◆ GIVEN PROBLEM: Write out every line from the one containing "Box ocean water." down to the one containing "5, 0, 294, 33", with both of those lines included, and reproduce each one without any change.

* start EXTRACTED INFORMATION *

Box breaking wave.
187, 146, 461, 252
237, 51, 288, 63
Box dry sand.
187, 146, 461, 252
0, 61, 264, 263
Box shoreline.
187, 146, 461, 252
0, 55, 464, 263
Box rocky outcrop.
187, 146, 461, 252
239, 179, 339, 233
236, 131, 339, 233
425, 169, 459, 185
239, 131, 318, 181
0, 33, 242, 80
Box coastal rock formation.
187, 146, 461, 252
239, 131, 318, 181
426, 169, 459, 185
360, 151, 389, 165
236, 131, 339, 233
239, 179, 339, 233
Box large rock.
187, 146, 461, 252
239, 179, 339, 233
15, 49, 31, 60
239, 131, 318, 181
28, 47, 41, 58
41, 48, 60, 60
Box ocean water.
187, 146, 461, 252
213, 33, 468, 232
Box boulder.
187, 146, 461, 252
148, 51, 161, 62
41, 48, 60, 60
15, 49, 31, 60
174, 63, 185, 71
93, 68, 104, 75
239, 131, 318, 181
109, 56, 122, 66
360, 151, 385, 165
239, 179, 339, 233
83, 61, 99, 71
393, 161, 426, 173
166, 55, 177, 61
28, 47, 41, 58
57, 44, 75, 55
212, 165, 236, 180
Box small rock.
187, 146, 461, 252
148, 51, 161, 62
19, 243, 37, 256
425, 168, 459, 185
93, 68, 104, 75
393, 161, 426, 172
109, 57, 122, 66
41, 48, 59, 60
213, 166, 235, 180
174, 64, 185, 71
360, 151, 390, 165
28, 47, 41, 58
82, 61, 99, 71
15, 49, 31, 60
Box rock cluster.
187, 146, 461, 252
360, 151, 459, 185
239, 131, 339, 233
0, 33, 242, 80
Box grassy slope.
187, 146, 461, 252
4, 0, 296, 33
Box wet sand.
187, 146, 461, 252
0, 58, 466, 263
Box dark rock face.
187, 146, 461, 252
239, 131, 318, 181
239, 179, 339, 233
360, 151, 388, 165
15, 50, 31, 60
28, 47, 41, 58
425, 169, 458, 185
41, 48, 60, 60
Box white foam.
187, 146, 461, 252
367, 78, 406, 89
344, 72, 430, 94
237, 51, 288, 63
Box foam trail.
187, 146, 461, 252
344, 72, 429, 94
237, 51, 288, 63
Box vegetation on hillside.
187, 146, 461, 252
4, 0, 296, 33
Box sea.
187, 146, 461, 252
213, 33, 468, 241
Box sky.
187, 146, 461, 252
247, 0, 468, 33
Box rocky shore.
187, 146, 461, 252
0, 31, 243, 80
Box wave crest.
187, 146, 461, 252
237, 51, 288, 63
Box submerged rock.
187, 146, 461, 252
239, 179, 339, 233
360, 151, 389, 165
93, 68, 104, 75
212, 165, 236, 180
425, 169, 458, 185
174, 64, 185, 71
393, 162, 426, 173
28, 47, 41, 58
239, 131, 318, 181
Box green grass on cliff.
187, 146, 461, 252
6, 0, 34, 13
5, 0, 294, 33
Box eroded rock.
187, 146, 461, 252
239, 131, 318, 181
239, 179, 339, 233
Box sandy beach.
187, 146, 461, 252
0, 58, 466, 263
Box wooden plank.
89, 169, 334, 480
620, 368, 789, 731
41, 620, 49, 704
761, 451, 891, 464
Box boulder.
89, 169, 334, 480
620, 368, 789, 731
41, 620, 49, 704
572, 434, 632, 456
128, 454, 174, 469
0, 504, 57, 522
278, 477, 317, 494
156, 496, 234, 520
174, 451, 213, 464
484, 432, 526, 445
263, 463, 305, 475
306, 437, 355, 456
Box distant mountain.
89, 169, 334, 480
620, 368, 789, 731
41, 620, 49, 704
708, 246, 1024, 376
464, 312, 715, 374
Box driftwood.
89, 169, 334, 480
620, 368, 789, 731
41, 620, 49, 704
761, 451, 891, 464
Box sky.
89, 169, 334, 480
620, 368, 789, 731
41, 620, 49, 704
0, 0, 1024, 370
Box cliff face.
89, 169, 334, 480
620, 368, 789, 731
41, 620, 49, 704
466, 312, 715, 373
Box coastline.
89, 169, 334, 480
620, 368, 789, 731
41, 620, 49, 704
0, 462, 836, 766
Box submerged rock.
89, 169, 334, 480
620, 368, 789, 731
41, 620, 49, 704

* end EXTRACTED INFORMATION *

◆ SOLUTION TO THE PROBLEM:
Box ocean water.
187, 146, 461, 252
213, 33, 468, 232
Box boulder.
187, 146, 461, 252
148, 51, 161, 62
41, 48, 60, 60
15, 49, 31, 60
174, 63, 185, 71
93, 68, 104, 75
239, 131, 318, 181
109, 56, 122, 66
360, 151, 385, 165
239, 179, 339, 233
83, 61, 99, 71
393, 161, 426, 173
166, 55, 177, 61
28, 47, 41, 58
57, 44, 75, 55
212, 165, 236, 180
Box small rock.
187, 146, 461, 252
148, 51, 161, 62
19, 243, 37, 256
425, 168, 459, 185
93, 68, 104, 75
393, 161, 426, 172
109, 57, 122, 66
41, 48, 59, 60
213, 166, 235, 180
174, 64, 185, 71
360, 151, 390, 165
28, 47, 41, 58
82, 61, 99, 71
15, 49, 31, 60
Box rock cluster.
187, 146, 461, 252
360, 151, 459, 185
239, 131, 339, 233
0, 33, 242, 80
Box grassy slope.
187, 146, 461, 252
4, 0, 296, 33
Box wet sand.
187, 146, 461, 252
0, 58, 466, 263
Box dark rock face.
187, 146, 461, 252
239, 131, 318, 181
239, 179, 339, 233
360, 151, 388, 165
15, 50, 31, 60
28, 47, 41, 58
425, 169, 458, 185
41, 48, 60, 60
Box white foam.
187, 146, 461, 252
367, 78, 406, 89
344, 72, 430, 94
237, 51, 288, 63
Box foam trail.
187, 146, 461, 252
344, 72, 429, 94
237, 51, 288, 63
Box vegetation on hillside.
187, 146, 461, 252
4, 0, 296, 33
Box sea.
187, 146, 461, 252
213, 33, 468, 241
Box sky.
187, 146, 461, 252
247, 0, 468, 33
Box rocky shore.
187, 146, 461, 252
0, 31, 243, 80
Box wave crest.
187, 146, 461, 252
237, 51, 288, 63
Box submerged rock.
187, 146, 461, 252
239, 179, 339, 233
360, 151, 389, 165
93, 68, 104, 75
212, 165, 236, 180
425, 169, 458, 185
174, 64, 185, 71
393, 162, 426, 173
28, 47, 41, 58
239, 131, 318, 181
Box green grass on cliff.
187, 146, 461, 252
6, 0, 34, 13
5, 0, 294, 33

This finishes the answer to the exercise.